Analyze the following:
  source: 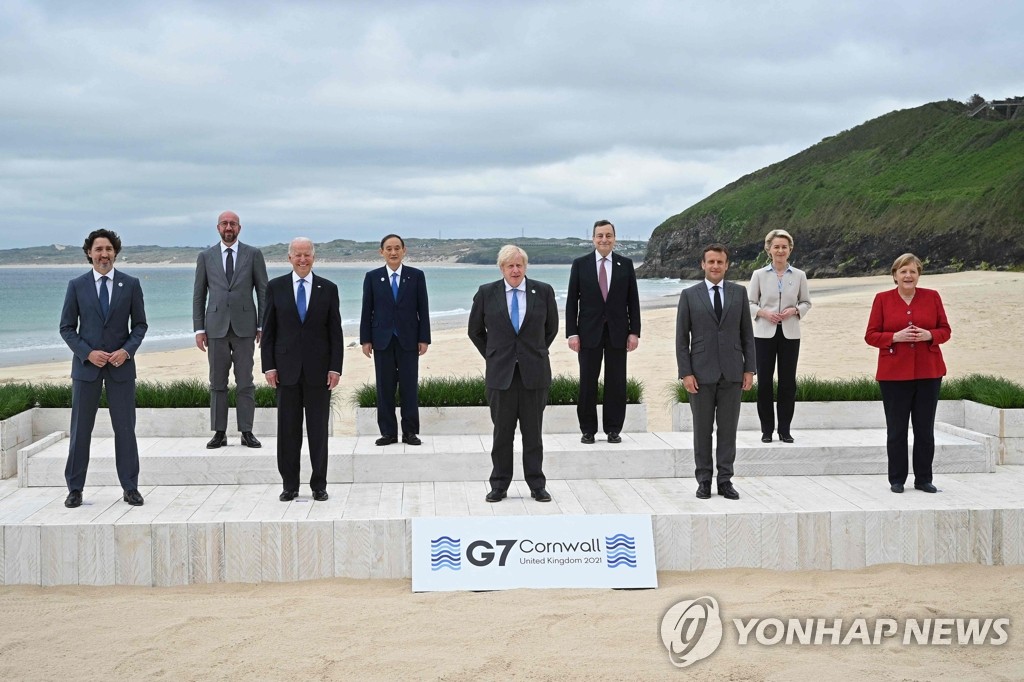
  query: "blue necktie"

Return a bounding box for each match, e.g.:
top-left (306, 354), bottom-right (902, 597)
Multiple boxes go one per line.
top-left (391, 272), bottom-right (399, 301)
top-left (511, 288), bottom-right (520, 334)
top-left (98, 275), bottom-right (110, 319)
top-left (297, 278), bottom-right (307, 323)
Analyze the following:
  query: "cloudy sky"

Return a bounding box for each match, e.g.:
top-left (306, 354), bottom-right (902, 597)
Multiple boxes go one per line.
top-left (1, 0), bottom-right (1021, 248)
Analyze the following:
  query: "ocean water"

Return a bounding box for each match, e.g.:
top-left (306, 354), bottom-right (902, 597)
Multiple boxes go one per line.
top-left (1, 264), bottom-right (692, 367)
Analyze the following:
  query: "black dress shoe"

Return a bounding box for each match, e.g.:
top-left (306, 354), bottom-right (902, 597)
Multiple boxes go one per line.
top-left (779, 434), bottom-right (795, 443)
top-left (485, 489), bottom-right (507, 503)
top-left (914, 483), bottom-right (938, 493)
top-left (761, 434), bottom-right (773, 443)
top-left (531, 488), bottom-right (552, 502)
top-left (123, 489), bottom-right (145, 506)
top-left (402, 434), bottom-right (422, 446)
top-left (717, 482), bottom-right (740, 500)
top-left (890, 483), bottom-right (904, 493)
top-left (206, 431), bottom-right (228, 449)
top-left (64, 490), bottom-right (82, 508)
top-left (240, 431), bottom-right (262, 448)
top-left (696, 481), bottom-right (711, 499)
top-left (607, 432), bottom-right (622, 444)
top-left (580, 433), bottom-right (595, 444)
top-left (312, 489), bottom-right (329, 502)
top-left (279, 490), bottom-right (299, 502)
top-left (375, 435), bottom-right (398, 446)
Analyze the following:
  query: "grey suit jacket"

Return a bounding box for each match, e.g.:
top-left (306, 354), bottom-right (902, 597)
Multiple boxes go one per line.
top-left (59, 269), bottom-right (148, 382)
top-left (468, 278), bottom-right (559, 391)
top-left (676, 280), bottom-right (756, 384)
top-left (747, 265), bottom-right (812, 339)
top-left (192, 242), bottom-right (268, 339)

* * * * *

> [WHAT IS BEING ASKED]
Could the entries above be returned verbatim, with no pictures included?

> [WRITTEN REPLY]
Analyze the following:
  source: 
  query: "blue necktie"

Return a bounding box for each match, e.g.:
top-left (306, 354), bottom-right (902, 597)
Multiple boxes go one per line.
top-left (391, 272), bottom-right (399, 301)
top-left (511, 288), bottom-right (520, 334)
top-left (98, 275), bottom-right (110, 319)
top-left (297, 278), bottom-right (307, 323)
Analyze the following:
  query: "cloudy sky"

Return a bounding box for each match, e.g.:
top-left (306, 354), bottom-right (902, 597)
Multiple boxes go one per line.
top-left (1, 0), bottom-right (1021, 248)
Analyze the following:
  query: "ocean water"

Return a bounding box for each match, e.g.:
top-left (306, 354), bottom-right (902, 597)
Multiple boxes go one per line.
top-left (1, 264), bottom-right (692, 367)
Analyze the following:
  query: "black dress shoe"

Return a bounding box for each match, e.g.:
top-left (306, 354), bottom-right (902, 597)
Multiple boxes go one per line.
top-left (779, 434), bottom-right (795, 443)
top-left (485, 489), bottom-right (507, 503)
top-left (914, 483), bottom-right (938, 493)
top-left (761, 434), bottom-right (773, 443)
top-left (531, 488), bottom-right (552, 502)
top-left (123, 489), bottom-right (145, 506)
top-left (402, 434), bottom-right (422, 446)
top-left (717, 482), bottom-right (740, 500)
top-left (890, 483), bottom-right (904, 493)
top-left (206, 431), bottom-right (228, 449)
top-left (64, 490), bottom-right (82, 508)
top-left (240, 431), bottom-right (262, 448)
top-left (696, 481), bottom-right (711, 499)
top-left (607, 432), bottom-right (622, 444)
top-left (580, 433), bottom-right (595, 444)
top-left (312, 489), bottom-right (329, 502)
top-left (279, 490), bottom-right (299, 502)
top-left (375, 435), bottom-right (398, 446)
Analyze the following:
  query: "grey suit jacket"

Return a bounding box for each match, e.g.:
top-left (306, 354), bottom-right (902, 597)
Multiple boxes go one per line.
top-left (59, 269), bottom-right (148, 382)
top-left (468, 278), bottom-right (559, 391)
top-left (676, 280), bottom-right (756, 384)
top-left (747, 265), bottom-right (812, 339)
top-left (192, 242), bottom-right (268, 339)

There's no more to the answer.